● REQUIREMENT: Please edit the data from the line with "Provide the mask of every instance of the window glass" up to and including the line with "[[152,171],[151,12],[142,12],[142,136],[143,171]]", swapping "window mullion" for "window divider" and leaving everything else unchanged.

● RECORDED INFORMATION:
»»
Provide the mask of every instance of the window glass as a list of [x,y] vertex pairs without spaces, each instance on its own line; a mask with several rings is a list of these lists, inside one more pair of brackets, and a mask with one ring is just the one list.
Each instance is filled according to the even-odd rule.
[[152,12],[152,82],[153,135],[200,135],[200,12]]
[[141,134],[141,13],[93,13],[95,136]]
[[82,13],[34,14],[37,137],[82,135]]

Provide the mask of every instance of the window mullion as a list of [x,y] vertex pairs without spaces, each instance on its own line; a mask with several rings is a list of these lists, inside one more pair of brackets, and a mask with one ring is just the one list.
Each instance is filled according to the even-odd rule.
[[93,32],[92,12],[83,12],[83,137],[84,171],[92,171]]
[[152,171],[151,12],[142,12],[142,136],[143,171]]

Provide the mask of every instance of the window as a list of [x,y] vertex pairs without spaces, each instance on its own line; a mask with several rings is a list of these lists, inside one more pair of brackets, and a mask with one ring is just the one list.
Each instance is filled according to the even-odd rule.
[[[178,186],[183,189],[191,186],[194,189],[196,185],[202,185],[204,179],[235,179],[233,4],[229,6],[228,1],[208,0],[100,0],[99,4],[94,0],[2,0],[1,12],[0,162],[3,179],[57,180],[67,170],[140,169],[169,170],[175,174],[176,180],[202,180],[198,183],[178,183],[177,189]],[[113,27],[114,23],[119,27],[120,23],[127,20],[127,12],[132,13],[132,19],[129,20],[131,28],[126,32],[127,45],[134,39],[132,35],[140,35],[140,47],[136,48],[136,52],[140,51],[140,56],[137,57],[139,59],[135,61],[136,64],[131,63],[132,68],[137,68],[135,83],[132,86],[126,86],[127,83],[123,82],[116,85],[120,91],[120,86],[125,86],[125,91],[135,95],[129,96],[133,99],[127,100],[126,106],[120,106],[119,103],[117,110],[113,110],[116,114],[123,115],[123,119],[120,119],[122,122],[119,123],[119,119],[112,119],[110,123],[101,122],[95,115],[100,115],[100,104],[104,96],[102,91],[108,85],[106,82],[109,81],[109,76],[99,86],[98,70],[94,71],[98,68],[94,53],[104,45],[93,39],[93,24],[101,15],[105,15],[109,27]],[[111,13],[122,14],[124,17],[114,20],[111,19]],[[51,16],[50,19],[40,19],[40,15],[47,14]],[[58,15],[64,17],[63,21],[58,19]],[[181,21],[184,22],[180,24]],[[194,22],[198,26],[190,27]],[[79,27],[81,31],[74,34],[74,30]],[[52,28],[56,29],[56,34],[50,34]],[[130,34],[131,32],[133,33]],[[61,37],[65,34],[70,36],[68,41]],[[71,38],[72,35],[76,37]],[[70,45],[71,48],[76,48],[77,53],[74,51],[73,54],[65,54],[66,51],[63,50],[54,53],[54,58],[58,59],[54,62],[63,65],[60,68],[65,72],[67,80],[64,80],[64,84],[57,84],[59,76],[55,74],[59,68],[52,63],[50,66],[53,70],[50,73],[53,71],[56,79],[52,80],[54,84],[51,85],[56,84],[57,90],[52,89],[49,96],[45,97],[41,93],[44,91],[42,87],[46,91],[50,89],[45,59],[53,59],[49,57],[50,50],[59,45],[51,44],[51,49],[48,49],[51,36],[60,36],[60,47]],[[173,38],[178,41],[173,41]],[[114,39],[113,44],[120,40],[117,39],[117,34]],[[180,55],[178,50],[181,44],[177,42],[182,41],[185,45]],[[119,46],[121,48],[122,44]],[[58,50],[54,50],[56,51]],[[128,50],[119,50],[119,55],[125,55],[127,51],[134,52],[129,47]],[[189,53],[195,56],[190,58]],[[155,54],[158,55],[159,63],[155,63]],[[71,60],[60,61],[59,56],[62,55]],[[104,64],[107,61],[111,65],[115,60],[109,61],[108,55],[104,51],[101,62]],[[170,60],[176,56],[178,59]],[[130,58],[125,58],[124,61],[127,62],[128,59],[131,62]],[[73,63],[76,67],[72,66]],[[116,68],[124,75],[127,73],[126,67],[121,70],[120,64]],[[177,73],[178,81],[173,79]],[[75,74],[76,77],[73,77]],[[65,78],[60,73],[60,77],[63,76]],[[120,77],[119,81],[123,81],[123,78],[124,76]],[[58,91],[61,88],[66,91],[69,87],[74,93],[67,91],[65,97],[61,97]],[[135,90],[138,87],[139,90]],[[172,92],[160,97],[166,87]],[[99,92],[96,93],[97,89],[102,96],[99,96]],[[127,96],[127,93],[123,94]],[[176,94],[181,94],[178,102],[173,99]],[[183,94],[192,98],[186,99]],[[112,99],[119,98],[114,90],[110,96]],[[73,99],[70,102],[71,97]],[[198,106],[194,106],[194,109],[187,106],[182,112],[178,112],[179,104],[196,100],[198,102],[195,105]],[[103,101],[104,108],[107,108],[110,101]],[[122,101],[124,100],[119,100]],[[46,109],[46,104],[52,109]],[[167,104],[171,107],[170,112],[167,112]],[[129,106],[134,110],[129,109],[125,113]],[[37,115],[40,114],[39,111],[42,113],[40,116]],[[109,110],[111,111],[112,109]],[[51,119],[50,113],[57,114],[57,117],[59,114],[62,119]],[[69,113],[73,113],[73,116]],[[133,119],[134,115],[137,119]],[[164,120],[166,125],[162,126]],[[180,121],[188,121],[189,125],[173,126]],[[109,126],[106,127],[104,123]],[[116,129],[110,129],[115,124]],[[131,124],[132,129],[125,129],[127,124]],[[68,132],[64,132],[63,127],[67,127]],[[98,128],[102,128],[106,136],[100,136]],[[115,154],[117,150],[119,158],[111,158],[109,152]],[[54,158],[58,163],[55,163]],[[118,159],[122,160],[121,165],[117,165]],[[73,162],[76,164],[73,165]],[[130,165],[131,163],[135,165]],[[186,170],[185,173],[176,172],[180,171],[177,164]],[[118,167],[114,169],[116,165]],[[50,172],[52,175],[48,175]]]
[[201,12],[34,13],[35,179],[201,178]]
««
»»
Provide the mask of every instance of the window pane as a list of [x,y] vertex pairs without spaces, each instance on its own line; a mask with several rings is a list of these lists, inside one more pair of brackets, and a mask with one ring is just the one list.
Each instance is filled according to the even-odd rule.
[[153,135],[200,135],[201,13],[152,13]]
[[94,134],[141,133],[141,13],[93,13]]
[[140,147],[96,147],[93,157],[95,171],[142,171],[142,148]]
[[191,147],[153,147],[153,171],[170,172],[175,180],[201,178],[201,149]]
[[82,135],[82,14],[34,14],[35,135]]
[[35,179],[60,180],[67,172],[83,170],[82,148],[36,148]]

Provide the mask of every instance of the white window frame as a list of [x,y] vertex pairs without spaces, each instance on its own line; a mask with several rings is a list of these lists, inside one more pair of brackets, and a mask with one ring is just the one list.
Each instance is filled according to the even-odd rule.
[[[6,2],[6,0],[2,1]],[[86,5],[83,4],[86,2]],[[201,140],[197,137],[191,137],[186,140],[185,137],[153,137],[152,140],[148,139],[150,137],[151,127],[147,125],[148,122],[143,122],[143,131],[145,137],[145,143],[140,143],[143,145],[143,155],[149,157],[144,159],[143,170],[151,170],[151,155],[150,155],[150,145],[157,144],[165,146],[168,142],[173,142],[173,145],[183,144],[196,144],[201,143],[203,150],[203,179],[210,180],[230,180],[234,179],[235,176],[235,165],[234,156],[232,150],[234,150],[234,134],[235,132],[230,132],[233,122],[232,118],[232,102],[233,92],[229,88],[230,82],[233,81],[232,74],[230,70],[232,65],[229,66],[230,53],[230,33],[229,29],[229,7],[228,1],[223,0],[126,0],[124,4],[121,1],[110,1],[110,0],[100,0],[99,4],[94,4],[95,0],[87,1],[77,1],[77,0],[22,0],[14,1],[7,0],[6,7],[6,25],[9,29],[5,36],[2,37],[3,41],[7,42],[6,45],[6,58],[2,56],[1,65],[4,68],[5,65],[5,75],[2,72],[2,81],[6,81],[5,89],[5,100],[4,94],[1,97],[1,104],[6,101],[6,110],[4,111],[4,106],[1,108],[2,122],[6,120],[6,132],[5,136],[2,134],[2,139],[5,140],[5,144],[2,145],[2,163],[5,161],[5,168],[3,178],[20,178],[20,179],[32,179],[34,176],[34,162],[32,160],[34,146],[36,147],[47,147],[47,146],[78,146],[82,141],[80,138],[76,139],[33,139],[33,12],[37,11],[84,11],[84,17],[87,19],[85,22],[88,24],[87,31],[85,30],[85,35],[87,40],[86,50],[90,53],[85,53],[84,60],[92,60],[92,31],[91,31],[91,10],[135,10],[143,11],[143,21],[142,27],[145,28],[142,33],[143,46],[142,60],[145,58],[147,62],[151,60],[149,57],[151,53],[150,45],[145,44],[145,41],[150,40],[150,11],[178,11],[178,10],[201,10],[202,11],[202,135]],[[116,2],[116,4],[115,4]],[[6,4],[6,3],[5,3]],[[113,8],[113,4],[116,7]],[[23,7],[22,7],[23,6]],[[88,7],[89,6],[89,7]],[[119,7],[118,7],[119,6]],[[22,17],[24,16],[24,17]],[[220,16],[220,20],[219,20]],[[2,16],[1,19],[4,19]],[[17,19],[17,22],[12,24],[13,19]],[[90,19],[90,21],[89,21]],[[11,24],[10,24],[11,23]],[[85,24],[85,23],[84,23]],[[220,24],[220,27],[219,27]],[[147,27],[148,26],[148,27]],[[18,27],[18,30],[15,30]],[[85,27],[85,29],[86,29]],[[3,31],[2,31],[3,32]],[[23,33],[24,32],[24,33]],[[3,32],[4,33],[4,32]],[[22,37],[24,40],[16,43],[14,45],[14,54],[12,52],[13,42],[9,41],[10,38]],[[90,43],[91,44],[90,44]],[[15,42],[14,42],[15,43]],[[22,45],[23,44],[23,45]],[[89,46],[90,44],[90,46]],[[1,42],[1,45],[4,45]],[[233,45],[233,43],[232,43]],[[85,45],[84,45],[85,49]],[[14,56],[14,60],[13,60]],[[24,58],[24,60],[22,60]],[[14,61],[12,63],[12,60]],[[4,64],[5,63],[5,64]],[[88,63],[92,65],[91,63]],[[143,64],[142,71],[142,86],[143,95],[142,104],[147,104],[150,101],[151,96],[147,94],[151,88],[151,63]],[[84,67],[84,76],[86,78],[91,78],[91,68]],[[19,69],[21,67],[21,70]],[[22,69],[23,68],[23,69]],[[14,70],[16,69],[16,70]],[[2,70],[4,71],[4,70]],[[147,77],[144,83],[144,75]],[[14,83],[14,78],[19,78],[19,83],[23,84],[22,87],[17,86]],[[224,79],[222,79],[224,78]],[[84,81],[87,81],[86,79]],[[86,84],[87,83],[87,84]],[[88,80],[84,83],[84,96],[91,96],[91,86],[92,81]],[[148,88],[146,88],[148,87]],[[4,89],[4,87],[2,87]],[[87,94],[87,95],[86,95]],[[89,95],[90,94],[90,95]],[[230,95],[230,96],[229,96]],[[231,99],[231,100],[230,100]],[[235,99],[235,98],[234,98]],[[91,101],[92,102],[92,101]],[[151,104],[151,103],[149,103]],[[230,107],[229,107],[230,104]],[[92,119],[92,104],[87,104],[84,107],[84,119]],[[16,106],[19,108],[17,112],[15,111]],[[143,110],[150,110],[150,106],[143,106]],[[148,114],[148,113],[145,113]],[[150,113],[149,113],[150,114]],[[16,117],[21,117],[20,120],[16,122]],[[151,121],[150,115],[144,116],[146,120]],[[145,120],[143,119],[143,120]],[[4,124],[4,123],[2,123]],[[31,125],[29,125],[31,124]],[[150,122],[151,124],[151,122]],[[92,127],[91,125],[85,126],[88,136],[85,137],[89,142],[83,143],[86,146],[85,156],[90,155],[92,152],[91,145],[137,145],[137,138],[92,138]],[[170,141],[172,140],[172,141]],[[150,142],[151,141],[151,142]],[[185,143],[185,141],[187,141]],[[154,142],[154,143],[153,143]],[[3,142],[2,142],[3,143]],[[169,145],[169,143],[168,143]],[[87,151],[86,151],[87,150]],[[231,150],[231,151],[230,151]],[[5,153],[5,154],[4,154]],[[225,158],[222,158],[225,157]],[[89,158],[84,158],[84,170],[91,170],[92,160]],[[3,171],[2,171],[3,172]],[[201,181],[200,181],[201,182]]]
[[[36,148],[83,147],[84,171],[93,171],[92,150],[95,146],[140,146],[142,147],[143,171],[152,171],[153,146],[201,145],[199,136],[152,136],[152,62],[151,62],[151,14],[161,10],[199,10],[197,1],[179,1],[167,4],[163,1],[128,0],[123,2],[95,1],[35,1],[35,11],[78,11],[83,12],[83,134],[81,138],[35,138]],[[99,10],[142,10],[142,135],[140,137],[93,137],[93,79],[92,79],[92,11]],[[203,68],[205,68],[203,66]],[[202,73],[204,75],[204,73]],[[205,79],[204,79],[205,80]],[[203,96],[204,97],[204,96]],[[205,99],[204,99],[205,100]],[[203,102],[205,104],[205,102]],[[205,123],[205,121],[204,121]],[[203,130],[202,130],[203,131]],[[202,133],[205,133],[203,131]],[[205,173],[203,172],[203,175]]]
««
»»
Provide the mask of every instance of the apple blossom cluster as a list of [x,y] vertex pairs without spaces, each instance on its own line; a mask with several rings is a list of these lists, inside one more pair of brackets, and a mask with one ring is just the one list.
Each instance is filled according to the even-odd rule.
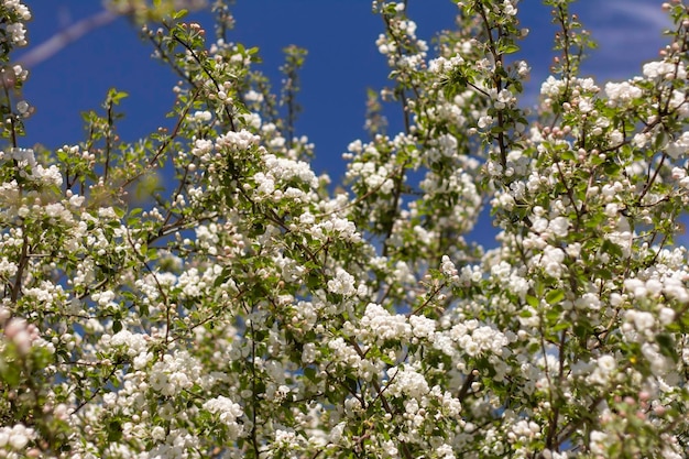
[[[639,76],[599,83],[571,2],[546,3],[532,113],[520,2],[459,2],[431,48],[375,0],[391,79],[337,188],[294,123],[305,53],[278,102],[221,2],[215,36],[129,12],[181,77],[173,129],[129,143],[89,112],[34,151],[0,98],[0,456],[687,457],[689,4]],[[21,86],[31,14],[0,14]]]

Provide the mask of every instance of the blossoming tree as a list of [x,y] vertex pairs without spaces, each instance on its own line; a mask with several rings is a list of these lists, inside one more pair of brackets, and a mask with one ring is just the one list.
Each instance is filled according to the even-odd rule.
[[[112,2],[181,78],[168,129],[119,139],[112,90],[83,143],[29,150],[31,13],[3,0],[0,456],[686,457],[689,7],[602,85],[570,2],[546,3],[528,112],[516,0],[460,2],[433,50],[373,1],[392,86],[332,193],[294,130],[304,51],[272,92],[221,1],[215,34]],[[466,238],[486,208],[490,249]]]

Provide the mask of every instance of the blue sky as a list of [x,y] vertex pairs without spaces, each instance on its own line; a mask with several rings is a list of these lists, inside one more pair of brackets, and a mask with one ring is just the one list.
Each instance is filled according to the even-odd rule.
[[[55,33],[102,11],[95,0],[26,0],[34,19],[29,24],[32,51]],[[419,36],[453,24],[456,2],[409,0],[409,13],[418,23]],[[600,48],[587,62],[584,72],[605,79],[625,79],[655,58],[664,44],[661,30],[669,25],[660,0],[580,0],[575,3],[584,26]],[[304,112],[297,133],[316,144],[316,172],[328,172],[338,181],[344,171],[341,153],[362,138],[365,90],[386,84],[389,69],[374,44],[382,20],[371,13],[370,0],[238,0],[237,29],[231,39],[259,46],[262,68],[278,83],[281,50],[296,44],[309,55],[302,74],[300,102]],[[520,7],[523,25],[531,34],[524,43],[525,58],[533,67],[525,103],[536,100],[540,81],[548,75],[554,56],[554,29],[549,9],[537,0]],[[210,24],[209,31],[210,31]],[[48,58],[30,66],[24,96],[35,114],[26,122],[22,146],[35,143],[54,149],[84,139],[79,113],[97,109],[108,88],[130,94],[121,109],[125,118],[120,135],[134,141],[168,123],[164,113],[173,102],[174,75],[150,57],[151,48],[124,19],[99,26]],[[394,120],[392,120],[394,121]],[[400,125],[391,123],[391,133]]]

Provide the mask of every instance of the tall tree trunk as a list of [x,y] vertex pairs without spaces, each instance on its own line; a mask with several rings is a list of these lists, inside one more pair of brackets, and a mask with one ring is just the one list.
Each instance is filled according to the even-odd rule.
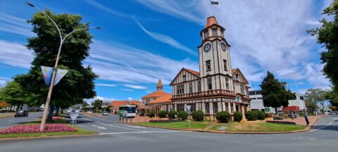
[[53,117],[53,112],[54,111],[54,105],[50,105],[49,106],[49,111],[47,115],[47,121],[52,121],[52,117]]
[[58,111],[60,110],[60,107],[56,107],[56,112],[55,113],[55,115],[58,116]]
««
● REPLY TO THE EXERCISE:
Provide the mask of every instance of the window glass as a list of [x,y] vertex pairs without spaces, each instance on its own line; a mask with several rings is a list of these lists, inside one more pair of brackets, and a mask with one ring is just the one list.
Each instance is filled according to the even-odd rule.
[[152,12],[152,82],[153,135],[200,135],[200,12]]
[[141,134],[141,13],[93,13],[95,136]]
[[82,13],[34,14],[37,137],[82,135]]

Provide the mask of every instance of the window divider as a list of [x,y] vertex pairs without spaces, each instance on its own line; a mask with several rings is a list of these lists, inside one more pair of brackets, and a mask with one ring is just the one list.
Each instance is filled according to the even-odd rule.
[[93,32],[92,12],[83,12],[83,137],[84,171],[92,171]]
[[152,171],[151,12],[142,12],[142,136],[143,171]]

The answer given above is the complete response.